▸ EXERCISE:
Render the part of the records that opens with the line containing "Curation task — the swimming" and runs through the end of the records as a two-column CSV with the headers instruction and boxes. Give one row per record, putting its text and its answer each in a single quoted field with line breaks turned into spaces.

Start

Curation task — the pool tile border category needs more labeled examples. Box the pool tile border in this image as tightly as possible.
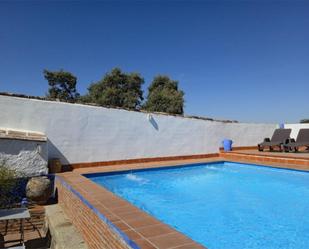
[57,157,217,249]
[57,151,309,249]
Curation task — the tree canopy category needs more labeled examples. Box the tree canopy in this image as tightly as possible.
[82,68,144,109]
[144,75,184,114]
[43,69,79,101]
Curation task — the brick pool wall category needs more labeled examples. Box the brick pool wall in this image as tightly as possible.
[56,179,131,249]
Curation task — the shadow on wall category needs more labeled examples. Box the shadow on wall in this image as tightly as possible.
[47,139,70,165]
[148,114,159,131]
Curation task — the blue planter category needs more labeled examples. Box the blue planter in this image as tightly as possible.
[222,139,233,151]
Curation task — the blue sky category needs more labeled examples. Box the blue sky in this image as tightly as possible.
[0,0,309,123]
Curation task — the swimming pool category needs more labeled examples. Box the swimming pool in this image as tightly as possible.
[87,162,309,249]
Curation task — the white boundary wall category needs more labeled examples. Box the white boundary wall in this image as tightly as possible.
[284,124,309,139]
[0,95,277,164]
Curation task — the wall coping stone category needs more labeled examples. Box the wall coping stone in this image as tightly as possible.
[0,127,47,142]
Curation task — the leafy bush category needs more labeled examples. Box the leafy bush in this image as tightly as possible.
[0,162,24,208]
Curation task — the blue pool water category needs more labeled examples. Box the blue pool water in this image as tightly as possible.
[88,162,309,249]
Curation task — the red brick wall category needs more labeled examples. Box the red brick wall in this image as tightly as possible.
[56,179,131,249]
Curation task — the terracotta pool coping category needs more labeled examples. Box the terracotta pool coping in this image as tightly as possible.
[58,152,309,249]
[57,157,219,249]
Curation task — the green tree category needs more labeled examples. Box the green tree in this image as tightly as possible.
[43,70,79,101]
[144,75,184,114]
[82,68,144,109]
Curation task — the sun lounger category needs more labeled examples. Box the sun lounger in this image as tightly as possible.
[284,129,309,152]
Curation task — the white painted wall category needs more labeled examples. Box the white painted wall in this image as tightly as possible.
[0,96,277,164]
[284,124,309,139]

End

▸ OUTPUT FOR THIS TASK:
instruction,boxes
"Curation task — the swimming pool category needs more labeled examples. Box the swimming pool in this image as tightly as possible.","[87,162,309,249]"
"Curation task — the white boundary wall category needs more labeled examples. Box the white boundary wall in this image as tightly as possible.","[284,124,309,139] [0,95,277,164]"
"Curation task — the wall coping stone category needs more labeled examples. Box the wall coping stone in this image as tightly as possible.","[0,127,47,142]"
"Curation task — the leafy bush category needs more labeled examples. Box the leafy bush in this image as tightly as possible.","[0,162,24,208]"
"Curation task — the blue pool water category needs more labeled examples. Box the blue pool water in this image as tightly as possible.","[88,162,309,249]"
"Curation task — the red brick wall category needs more labeled examples. Box the red brick wall in this image as tightly as possible.","[56,179,131,249]"
"Curation task — the terracotta pool coping category needs more labeled examples. Box the terracotta pool coping in this image as tightly as possible.","[58,152,309,249] [57,157,219,249]"
"Curation task — the green tree category needs more labeled examples. Box the green tree in this image as tightly as possible.","[43,70,79,101] [144,75,184,114] [82,68,144,109]"
"Curation task — the sun lounger category needs more labeled examples. Box the sun lounger in this image as tightly as possible.","[284,129,309,152]"
"Curation task — the white painted wall category needs more labeled examples. Box the white painted wall in this image as tightly as possible.","[0,96,277,164] [284,124,309,139]"